___ DATA IN THIS EXERCISE

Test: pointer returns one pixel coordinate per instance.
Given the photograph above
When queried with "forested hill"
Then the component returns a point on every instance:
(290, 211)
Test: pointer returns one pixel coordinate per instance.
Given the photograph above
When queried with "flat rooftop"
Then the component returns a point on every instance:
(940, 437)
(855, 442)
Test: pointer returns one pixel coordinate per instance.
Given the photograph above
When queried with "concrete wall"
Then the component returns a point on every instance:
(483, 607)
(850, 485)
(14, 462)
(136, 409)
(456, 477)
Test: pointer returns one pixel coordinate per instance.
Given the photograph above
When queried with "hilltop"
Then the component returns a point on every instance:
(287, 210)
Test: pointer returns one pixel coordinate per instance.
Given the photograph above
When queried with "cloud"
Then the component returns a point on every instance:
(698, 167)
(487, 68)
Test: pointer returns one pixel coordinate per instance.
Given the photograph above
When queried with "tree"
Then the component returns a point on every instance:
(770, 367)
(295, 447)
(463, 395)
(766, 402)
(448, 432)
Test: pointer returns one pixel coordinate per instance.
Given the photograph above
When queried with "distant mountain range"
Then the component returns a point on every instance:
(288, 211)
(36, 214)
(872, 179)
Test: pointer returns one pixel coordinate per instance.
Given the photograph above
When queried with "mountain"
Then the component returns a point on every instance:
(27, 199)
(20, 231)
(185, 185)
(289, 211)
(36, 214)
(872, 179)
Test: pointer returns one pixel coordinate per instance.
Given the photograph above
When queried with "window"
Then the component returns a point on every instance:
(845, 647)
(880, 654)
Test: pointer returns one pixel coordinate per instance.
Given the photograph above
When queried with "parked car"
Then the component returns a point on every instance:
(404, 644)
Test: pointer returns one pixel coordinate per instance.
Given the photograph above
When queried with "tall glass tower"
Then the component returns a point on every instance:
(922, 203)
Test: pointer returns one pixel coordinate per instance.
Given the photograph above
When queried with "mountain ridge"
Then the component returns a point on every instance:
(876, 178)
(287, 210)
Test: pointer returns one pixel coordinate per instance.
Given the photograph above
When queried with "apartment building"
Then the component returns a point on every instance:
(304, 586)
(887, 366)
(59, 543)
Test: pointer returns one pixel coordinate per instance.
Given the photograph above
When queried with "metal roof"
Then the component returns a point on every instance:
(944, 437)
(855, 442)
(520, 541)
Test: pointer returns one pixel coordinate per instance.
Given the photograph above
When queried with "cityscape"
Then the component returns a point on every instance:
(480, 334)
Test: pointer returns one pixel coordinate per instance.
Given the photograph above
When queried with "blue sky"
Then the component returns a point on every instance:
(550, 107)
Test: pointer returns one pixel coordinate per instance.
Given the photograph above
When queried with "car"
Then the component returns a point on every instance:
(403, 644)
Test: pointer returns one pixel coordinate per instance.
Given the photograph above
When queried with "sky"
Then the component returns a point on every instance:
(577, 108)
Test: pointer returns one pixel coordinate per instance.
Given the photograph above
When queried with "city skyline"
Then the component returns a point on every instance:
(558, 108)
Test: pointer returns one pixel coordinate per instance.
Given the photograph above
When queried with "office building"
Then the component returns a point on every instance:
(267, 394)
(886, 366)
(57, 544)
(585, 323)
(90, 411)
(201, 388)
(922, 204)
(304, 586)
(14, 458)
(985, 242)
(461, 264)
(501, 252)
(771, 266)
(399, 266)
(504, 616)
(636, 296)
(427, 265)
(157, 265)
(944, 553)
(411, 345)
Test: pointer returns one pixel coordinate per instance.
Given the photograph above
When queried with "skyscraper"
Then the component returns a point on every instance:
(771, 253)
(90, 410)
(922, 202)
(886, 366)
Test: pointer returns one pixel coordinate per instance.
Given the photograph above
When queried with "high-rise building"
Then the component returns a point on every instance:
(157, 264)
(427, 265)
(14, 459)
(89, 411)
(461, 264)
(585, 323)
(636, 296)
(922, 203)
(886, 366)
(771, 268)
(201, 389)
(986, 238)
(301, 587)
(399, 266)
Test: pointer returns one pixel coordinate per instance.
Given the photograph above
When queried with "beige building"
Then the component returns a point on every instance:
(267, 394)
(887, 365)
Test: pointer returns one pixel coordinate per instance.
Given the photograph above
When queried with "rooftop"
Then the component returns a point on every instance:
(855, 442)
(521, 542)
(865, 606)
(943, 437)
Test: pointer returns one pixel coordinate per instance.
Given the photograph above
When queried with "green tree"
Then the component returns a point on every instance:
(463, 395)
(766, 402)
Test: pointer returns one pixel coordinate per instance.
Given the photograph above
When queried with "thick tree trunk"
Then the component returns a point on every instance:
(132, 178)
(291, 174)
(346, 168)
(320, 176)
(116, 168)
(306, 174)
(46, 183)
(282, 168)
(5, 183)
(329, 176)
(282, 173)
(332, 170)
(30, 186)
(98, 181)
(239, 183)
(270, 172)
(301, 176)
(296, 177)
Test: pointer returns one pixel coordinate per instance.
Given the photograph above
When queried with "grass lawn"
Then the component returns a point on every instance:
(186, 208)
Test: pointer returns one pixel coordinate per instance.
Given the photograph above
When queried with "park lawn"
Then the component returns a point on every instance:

______

* _WHAT IS REQUIRED_:
In the entries above, find lines with "rooftop" and copy each.

* _SOLUTION BELOW_:
When queried with "flat rooftop"
When queried with "rooftop"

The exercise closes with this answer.